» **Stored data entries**
----------

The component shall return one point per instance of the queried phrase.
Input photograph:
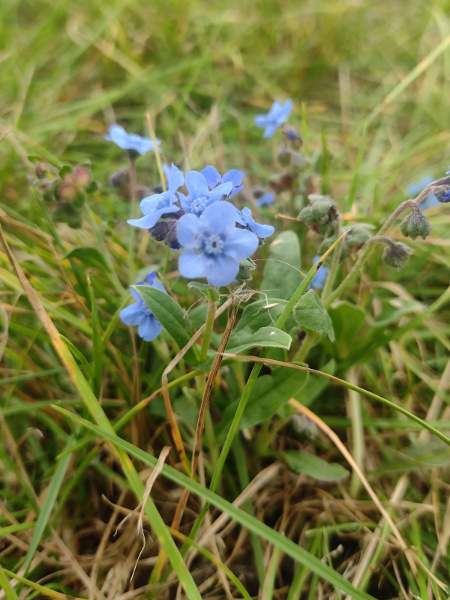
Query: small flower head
(130, 141)
(244, 218)
(322, 210)
(265, 199)
(158, 205)
(213, 245)
(200, 196)
(276, 116)
(416, 224)
(320, 277)
(396, 254)
(214, 179)
(139, 314)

----------

» **Problem to solve**
Give back the data exactly, with no images.

» **Answer box**
The component shall return one point per instance of the queried phrase.
Input photograph:
Query: small flower head
(130, 141)
(244, 218)
(322, 210)
(265, 199)
(158, 205)
(213, 245)
(200, 196)
(276, 116)
(416, 224)
(320, 277)
(396, 254)
(214, 179)
(139, 314)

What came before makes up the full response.